## AIM
Locate each line in the rows below that contains the word "building" and copy it out. Case counts, so a match must have the same capitalization.

** BEGIN EXTRACTED DATA **

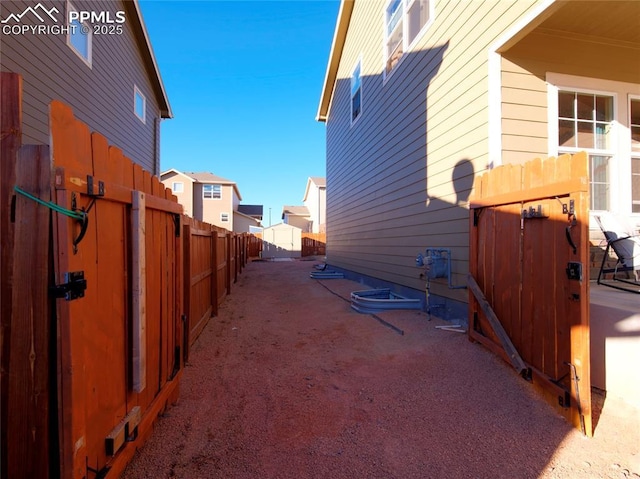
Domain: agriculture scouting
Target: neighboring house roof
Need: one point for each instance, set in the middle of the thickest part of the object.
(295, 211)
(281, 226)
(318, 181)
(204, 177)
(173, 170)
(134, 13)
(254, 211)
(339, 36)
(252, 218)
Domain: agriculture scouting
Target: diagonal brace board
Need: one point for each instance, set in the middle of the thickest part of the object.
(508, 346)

** END EXTRACTED DATA **
** BEGIN EXTRACTED DATA **

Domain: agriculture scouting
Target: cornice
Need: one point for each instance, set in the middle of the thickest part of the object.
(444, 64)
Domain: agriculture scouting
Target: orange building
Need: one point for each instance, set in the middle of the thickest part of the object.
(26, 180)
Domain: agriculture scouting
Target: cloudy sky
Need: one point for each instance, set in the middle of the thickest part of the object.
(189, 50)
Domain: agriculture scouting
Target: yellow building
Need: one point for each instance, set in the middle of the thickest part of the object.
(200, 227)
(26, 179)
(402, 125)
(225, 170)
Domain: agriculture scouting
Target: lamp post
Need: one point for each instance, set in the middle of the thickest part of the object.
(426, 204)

** END EXTRACTED DATA **
** BEGIN EXTRACTED DATA **

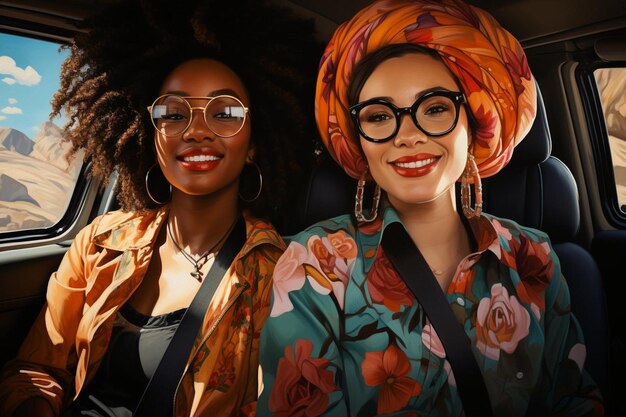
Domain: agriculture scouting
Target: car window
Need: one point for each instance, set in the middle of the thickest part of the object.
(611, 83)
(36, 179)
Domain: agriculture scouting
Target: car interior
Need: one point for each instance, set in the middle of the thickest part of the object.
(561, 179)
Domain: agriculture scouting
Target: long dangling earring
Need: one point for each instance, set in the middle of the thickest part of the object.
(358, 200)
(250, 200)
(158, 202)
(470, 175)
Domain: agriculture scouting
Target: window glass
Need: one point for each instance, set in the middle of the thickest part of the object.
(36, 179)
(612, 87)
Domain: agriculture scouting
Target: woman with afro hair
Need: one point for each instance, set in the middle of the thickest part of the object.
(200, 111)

** END EXTRACTED DATA **

## THE COMPLETED TASK
Target: orange building
Target: yellow building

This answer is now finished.